- [ACTIONS TO TAKE]
1) Answer these questions using the piece on athletes and parenting, labeling each answer with its letter.
(a) Looking back on a competitive career, what does the writer say made the difference between winning and losing?
(b) At what time does the stepchild meltdown in the list of pressure moments take place?
(c) According to the section on boring consistency, when do high performers show up?
2) Using the piece on athletes and parenting, explain in one to three sentences why short-term discomfort is described as normal in sport.
3) Copy out the passage of the piece on athletes and parenting starting with "When I look" and going on through "you blow up.".

- [SELECTED EXCERPT]
•••••

When I was competing, people used to say:

“Must be nice travelling the world!” “You’re living the dream!” “You must love training every day!”

What they never saw were the trade-offs:

• saying no to nights out

• missing birthdays

• skipping holidays

• eating for performance, not pleasure

• choosing rest over fun

• hours of rehab while your mates were at the pub

• constant pressure to perform

• never truly switching off


Every choice had a cost. Every sacrifice kept you aligned with who you said you wanted to be. Parenting is the same. If you want to be a present parent - a stable parent - a grounded parent — you can’t live without sacrifice.

You can’t say:

“I want calm kids” while choosing chaos.

You can’t say: “I want a stable home” while choosing reactive behaviour.

You can’t say: “I want to lead my family”, while choosing avoidance.

In sport and parenting, your choices and actions reveal your priorities - not your words.


2. High Performance Requires Boring Consistency (Parenting Does Too)

People used to assume Olympic athletes are motivated all the time.

Wrong. The truth? High performers show up on the days they don’t feel like it.

That’s what wins medals. That’s what builds identity. That’s what separates amateurs from professionals. It’s the same with parenting and step-parenting.

The boring consistency matters more than the big moments:

• being calm when you want to explode

• showing up when you’re tired 

• choosing routine instead of chaos 

• choosing structure instead of impulse 

• staying steady while the kids fall apart 

• respecting yourself even when your ex is pushing buttons

Motivation is nice. Consistency wins.


3. Athletes Learn to Regulate Under Pressure — Parents Have to Do It Daily

When I look back at my career, the difference between winning and losing wasn’t technical skill. It was emotional composure.

Big crowds. High stakes. Momentum swings. Adrenaline spikes. Public expectation.

You learn to breathe through pressure, or you blow up.

Separation, co-parenting, and step-parenting put you in these “pressure moments” every day:

• the text that triggers you 

• the argument you didn’t want 

• the stepchild meltdown at 8:30 pm 

• the handover that feels tense 

• managing two households 

• feeling judged, misunderstood, or blamed

Your performance skill is an emotional skill.

If you can regulate under pressure, you hold the family steady. If you can’t, the whole system wobbles.


4. Athletes Choose the Long Game — Parents Must Too

In sport, you’re always playing for something bigger:

• the season

• the qualification period 

• the next Olympics 

• the career arc 

• the legacy

That means short-term discomfort is normal.

You train when you’re tired. You rehab when it hurts. You learn when it’s frustrating. You sacrifice fun for focus. Long game thinking creates stability. Parenting demands the same mindset. You’re not just parenting for today.

You’re parenting for:

• your child’s long-term emotional safety 

• the relationship they’ll have with you as adults 

• how secure they feel navigating two homes 

• how they remember this chapter 

• the kind of person you model yourself to be

Short-term comfort often creates long-term consequences.

•••••

- [INFORMATION PROVIDED]
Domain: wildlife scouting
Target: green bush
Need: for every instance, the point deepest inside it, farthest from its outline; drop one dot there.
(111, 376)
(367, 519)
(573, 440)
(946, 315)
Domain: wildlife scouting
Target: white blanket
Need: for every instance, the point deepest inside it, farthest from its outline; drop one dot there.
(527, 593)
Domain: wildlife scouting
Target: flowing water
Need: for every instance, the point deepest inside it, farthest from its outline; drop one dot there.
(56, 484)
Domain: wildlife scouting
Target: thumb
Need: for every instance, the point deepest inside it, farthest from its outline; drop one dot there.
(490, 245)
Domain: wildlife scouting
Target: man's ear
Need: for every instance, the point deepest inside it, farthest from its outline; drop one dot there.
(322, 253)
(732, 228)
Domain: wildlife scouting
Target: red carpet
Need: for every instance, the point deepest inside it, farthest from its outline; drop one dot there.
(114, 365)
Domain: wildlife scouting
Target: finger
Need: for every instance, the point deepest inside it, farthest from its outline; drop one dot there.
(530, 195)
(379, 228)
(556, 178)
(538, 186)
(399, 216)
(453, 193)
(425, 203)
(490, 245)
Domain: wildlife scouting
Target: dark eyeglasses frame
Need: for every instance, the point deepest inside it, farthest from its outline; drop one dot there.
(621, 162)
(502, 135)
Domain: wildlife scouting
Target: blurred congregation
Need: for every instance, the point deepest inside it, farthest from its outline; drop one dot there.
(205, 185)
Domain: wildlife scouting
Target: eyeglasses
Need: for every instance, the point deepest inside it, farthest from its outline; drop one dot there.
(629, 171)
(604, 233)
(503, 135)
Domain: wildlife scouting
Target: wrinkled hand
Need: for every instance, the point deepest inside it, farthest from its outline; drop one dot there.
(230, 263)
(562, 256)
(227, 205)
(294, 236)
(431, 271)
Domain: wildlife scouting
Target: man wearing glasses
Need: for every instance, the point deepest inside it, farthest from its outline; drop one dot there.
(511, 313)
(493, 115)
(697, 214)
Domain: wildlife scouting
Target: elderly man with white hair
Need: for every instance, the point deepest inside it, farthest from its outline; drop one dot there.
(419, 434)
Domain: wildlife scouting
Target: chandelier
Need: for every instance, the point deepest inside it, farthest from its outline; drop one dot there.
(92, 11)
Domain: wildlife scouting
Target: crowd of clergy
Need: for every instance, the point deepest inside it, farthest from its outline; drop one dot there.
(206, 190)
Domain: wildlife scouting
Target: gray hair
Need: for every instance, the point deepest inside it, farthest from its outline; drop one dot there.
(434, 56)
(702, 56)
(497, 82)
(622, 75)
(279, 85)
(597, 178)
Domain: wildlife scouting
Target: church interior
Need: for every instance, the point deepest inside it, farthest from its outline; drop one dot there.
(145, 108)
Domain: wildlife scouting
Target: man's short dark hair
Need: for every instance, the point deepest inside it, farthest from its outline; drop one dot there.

•••••

- [EXERCISE RESPONSES]
1)
(a) Emotional composure made the difference, not technical skill.
(b) It takes place at 8:30 pm.
(c) High performers show up on the days they don't feel like it.

2) In sport you are always playing for something bigger: the season, the qualification period, the next Olympics, the career arc and the legacy. Because the focus is on that long game, short-term discomfort is normal.

3)
When I look back at my career, the difference between winning and losing wasn’t technical skill. It was emotional composure.

Big crowds. High stakes. Momentum swings. Adrenaline spikes. Public expectation.

You learn to breathe through pressure, or you blow up.